**EXERCISE INSTRUCTIONS:** Could you transcribe every record below exactly, leaving out any pictures?

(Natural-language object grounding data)
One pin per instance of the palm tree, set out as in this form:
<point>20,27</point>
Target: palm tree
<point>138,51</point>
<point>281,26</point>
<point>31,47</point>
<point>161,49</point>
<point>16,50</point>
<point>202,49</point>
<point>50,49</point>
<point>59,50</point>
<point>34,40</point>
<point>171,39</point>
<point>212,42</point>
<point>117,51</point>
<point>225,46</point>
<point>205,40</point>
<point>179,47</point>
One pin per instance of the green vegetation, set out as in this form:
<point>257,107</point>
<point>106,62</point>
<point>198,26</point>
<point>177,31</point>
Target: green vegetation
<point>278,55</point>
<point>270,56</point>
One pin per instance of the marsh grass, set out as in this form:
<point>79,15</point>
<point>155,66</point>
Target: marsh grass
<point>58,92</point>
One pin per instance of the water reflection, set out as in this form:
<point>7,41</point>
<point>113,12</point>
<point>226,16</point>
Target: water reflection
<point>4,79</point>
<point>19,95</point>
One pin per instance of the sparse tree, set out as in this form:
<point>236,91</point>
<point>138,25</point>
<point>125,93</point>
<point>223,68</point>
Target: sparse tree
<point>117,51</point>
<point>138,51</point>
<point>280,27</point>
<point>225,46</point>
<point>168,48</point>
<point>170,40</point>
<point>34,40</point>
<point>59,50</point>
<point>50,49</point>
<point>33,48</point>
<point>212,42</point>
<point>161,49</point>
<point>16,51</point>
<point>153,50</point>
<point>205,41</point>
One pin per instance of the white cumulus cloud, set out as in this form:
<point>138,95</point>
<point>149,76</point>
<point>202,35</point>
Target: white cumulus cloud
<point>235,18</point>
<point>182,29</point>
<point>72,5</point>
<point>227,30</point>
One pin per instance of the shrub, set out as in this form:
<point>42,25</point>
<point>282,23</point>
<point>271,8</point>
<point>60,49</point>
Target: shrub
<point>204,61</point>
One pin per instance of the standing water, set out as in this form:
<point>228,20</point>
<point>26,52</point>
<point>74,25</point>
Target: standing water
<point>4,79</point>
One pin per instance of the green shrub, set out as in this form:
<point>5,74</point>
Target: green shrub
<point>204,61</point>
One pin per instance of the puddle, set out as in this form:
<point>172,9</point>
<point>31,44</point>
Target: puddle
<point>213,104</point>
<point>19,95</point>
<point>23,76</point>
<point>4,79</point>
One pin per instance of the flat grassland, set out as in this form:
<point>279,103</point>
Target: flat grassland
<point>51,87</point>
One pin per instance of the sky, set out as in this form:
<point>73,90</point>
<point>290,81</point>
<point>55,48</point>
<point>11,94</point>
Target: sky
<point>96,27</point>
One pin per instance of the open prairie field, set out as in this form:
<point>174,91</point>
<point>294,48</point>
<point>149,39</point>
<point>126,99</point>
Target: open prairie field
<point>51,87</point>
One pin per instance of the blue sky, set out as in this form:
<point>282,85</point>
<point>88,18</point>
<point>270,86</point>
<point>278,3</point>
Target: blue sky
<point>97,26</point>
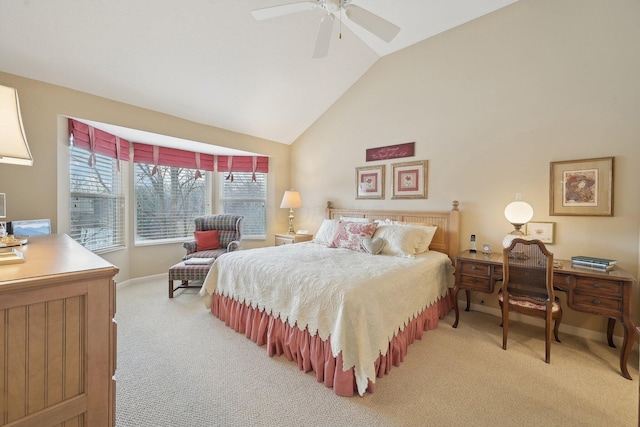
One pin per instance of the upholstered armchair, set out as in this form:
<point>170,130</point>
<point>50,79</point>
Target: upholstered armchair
<point>214,235</point>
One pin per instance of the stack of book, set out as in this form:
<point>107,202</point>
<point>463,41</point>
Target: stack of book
<point>594,263</point>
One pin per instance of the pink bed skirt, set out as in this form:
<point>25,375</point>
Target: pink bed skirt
<point>314,354</point>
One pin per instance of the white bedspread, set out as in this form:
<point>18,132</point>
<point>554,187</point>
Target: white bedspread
<point>358,300</point>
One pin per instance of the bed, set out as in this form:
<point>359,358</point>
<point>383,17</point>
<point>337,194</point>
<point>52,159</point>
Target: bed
<point>347,313</point>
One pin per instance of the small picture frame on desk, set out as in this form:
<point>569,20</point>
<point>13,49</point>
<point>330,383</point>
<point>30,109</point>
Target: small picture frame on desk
<point>543,231</point>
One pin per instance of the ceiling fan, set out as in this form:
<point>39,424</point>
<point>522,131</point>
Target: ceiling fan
<point>371,22</point>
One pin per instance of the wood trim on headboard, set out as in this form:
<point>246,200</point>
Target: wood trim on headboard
<point>446,239</point>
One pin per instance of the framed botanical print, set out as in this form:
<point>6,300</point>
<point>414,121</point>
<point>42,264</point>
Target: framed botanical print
<point>410,180</point>
<point>582,187</point>
<point>370,182</point>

**WRITTEN ANSWER:**
One pin per instance of the palm tree, set out as in this form:
<point>20,27</point>
Target: palm tree
<point>138,51</point>
<point>281,26</point>
<point>31,47</point>
<point>161,49</point>
<point>16,50</point>
<point>202,49</point>
<point>50,49</point>
<point>59,50</point>
<point>34,40</point>
<point>171,39</point>
<point>212,42</point>
<point>117,51</point>
<point>225,46</point>
<point>205,40</point>
<point>179,47</point>
One pin per instance of the green vegetation, set out as in this form:
<point>257,107</point>
<point>106,62</point>
<point>198,26</point>
<point>177,31</point>
Target: green vegetation
<point>278,55</point>
<point>270,56</point>
One pin per instance of the marsh grass, set out as in this form:
<point>79,15</point>
<point>155,66</point>
Target: marsh grass
<point>58,92</point>
One pin per instance of the water reflection, set out as in this form:
<point>7,41</point>
<point>113,12</point>
<point>226,16</point>
Target: water reflection
<point>4,79</point>
<point>19,95</point>
One pin per instance of the sparse tree, set out as in this form:
<point>236,91</point>
<point>138,25</point>
<point>125,93</point>
<point>223,68</point>
Target: sparse tree
<point>117,51</point>
<point>138,51</point>
<point>280,27</point>
<point>225,46</point>
<point>168,48</point>
<point>170,40</point>
<point>34,40</point>
<point>59,50</point>
<point>50,49</point>
<point>33,48</point>
<point>212,42</point>
<point>161,49</point>
<point>16,51</point>
<point>153,50</point>
<point>205,41</point>
One pin per instance of the white cumulus cloud, set out as in this form:
<point>138,95</point>
<point>149,76</point>
<point>202,35</point>
Target: white cumulus cloud
<point>235,18</point>
<point>182,29</point>
<point>72,5</point>
<point>227,30</point>
One pin per instance of the shrub, set out as in this form:
<point>42,25</point>
<point>282,23</point>
<point>271,8</point>
<point>60,49</point>
Target: shrub
<point>204,61</point>
One pin per instance of the standing water, set out as in this form:
<point>228,20</point>
<point>26,52</point>
<point>74,25</point>
Target: standing water
<point>4,79</point>
One pin per instance of the green shrub, set out as in this form:
<point>5,74</point>
Target: green shrub
<point>204,61</point>
One pin per instance of the puddle, set out as in this form:
<point>172,9</point>
<point>31,44</point>
Target: puddle
<point>213,104</point>
<point>19,95</point>
<point>23,76</point>
<point>4,79</point>
One pin per instance of the flat grassland, set out as in this form:
<point>279,103</point>
Target: flat grassland
<point>51,87</point>
One pin per instance of the sky, set out as in this form:
<point>73,90</point>
<point>290,81</point>
<point>55,48</point>
<point>11,94</point>
Target: sky
<point>96,27</point>
One pin per instance of the open prairie field, set out as in this form:
<point>174,91</point>
<point>294,48</point>
<point>149,39</point>
<point>126,99</point>
Target: open prairie field
<point>51,87</point>
One pin per instance of the blue sky, set out as in this form:
<point>282,85</point>
<point>88,18</point>
<point>270,86</point>
<point>278,3</point>
Target: blue sky
<point>97,26</point>
One pin per instance of the upholstered armchair, set out as in this form:
<point>170,130</point>
<point>50,79</point>
Target: upholstered armchair
<point>214,235</point>
One pin per instance of the stack of book, set out as in this form:
<point>107,202</point>
<point>463,41</point>
Target: stack of book
<point>594,263</point>
One pin per instance of the pink bed skirt, set out as in this form:
<point>25,375</point>
Target: pink bed skirt
<point>314,354</point>
One pin per instance of the white bedspread, set out as in this form:
<point>18,132</point>
<point>554,187</point>
Target: white bedspread
<point>358,300</point>
One pin per instance of the bed, set out as in this form:
<point>359,358</point>
<point>383,17</point>
<point>337,194</point>
<point>52,159</point>
Target: bed
<point>347,313</point>
One pin per instance of the small picture frame on desk, set out as in this form:
<point>569,20</point>
<point>13,49</point>
<point>330,383</point>
<point>30,109</point>
Target: small picture frame on desk
<point>543,231</point>
One pin per instance of the ceiling fan, set out as in this form:
<point>39,424</point>
<point>522,131</point>
Target: ceiling fan
<point>371,22</point>
One pin per instance of the wood trim on headboard, set out as in this form:
<point>246,200</point>
Target: wood trim on headboard
<point>446,239</point>
One pin per instance of the framed botanical print, set out as in this form:
<point>6,300</point>
<point>414,121</point>
<point>42,264</point>
Target: framed botanical print
<point>410,180</point>
<point>582,187</point>
<point>370,182</point>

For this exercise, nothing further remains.